#### [MATERIAL PROVIDED]

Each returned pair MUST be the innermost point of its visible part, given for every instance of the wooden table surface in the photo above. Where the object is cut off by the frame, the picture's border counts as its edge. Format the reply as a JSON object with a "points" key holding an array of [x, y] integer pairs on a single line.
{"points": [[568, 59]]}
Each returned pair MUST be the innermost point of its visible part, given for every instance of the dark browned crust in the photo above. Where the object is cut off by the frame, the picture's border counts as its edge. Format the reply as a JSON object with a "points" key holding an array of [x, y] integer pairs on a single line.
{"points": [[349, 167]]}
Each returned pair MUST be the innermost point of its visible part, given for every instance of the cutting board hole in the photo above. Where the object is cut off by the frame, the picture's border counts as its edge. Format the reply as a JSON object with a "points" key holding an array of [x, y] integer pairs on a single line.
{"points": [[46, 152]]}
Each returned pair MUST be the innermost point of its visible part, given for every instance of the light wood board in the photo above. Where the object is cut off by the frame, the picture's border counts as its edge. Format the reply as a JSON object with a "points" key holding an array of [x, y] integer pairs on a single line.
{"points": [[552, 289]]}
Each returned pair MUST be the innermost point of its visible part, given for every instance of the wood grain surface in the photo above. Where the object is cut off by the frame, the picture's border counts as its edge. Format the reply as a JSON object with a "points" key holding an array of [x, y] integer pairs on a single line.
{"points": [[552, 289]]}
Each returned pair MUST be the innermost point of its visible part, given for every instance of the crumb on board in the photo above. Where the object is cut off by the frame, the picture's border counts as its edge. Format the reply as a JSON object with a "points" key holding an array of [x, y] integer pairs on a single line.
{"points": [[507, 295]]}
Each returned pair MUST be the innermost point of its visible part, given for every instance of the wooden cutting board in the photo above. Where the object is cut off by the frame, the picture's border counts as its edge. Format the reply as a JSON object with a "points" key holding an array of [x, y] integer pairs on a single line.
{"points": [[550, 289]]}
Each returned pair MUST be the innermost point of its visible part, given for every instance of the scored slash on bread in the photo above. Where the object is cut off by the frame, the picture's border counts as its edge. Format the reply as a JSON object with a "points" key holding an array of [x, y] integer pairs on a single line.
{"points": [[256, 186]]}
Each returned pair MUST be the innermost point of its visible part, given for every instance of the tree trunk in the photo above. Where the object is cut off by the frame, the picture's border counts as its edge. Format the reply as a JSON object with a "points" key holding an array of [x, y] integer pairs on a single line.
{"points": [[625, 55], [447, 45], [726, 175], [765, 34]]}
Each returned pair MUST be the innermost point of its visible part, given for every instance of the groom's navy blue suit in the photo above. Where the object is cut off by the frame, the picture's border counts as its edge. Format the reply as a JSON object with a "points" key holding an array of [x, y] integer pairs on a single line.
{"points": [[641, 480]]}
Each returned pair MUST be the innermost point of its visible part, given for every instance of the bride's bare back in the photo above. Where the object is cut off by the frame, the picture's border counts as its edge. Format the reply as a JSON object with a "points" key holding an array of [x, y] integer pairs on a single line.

#### [AIM OF THE TASK]
Copy out all of the records above with nothing altered.

#### [WORKED ANSWER]
Each returned pair MUST be the innermost point of its visible part, given for every instance of the wooden table surface in the photo above. Where the object is cut off by the frame, the picture's border counts as its edge. Format the reply as a JSON object with a "points" key holding an array of [x, y] integer pairs on a single line.
{"points": [[568, 59]]}
Each returned pair MUST be the innermost point of its visible part, given for every instance of the dark browned crust in the photo above. Where the object is cut off by the frame, the picture's border counts as its edge. Format the reply as a JSON object with a "points" key holding an array of [x, y] integer pairs on a single line.
{"points": [[349, 167]]}
Each returned pair MUST be the innermost point of its visible part, given for every instance of the cutting board hole in the photo above. Where the object is cut off by the frame, the picture's border counts as its edge. Format the reply as a JSON object with a "points" key holding an array of [x, y] integer pairs on a single line.
{"points": [[46, 152]]}
Each returned pair MUST be the innermost point of its visible part, given for every instance of the light wood board in the photo above. Where the object is cut off by the frame, the picture's border counts as its edge. Format the reply as a JSON object with a "points" key holding an array of [x, y] integer pairs on a single line.
{"points": [[552, 289]]}
Each returned pair MUST be the innermost point of its visible part, given for every instance of the wood grain surface in the photo above. Where the object is cut off by the frame, the picture's border counts as its edge. Format the reply as a JSON object with a "points" key holding an array of [x, y] integer pairs on a single line.
{"points": [[552, 289]]}
Each returned pair MUST be the innermost point of its visible part, given for every instance of the crumb on board in the photo above. Where the object is cut off by the frame, the picture's border counts as its edge. Format the reply as a JSON object with a "points" key holding an array of [x, y] integer pairs on a single line.
{"points": [[507, 295]]}
Each returned pair MUST be the innermost point of its visible part, given for every instance of the wooden cutting board in the photo above. Where the object is cut off by the frame, the picture's border counts as its edge. Format the reply as a JSON object with a "points" key holding an array of [x, y] integer pairs on a single line.
{"points": [[550, 289]]}
Each returned pair MUST be the innermost point of its visible part, given for every instance of the scored slash on bread in the photo above. Where the object is cut off by the frame, the picture's border counts as its edge. Format the reply as a JSON object with a "points" key holding an array of [x, y] integer pairs on a single line.
{"points": [[256, 186]]}
Each returned pair MUST be the innermost point of its visible part, given for every instance of the tree trunk in the photo above. Where the object is cut off by the frame, the picture's border counts as its edge. Format the reply as a JSON object with a "points" key holding an array of [x, y] integer pairs on a single line.
{"points": [[625, 55], [447, 45], [726, 175], [765, 34]]}
Each returned pair MUST be the innermost point of its visible part, given for every instance of the groom's navy blue suit in the photo above. Where the object is cut off by the frame, the picture's border counts as its edge. Format the reply as a JSON object with a "points" key holding an array of [x, y] integer pairs on a single line.
{"points": [[641, 480]]}
Each returned pair MUST be the innermost point of its visible part, given for every instance of the bride's bare back in the photo above. Where the object is cut off by the frame, the picture's border counts as its edge. Format the reply as a JSON object with a "points" key holding an array of [x, y] integer pairs on a single line.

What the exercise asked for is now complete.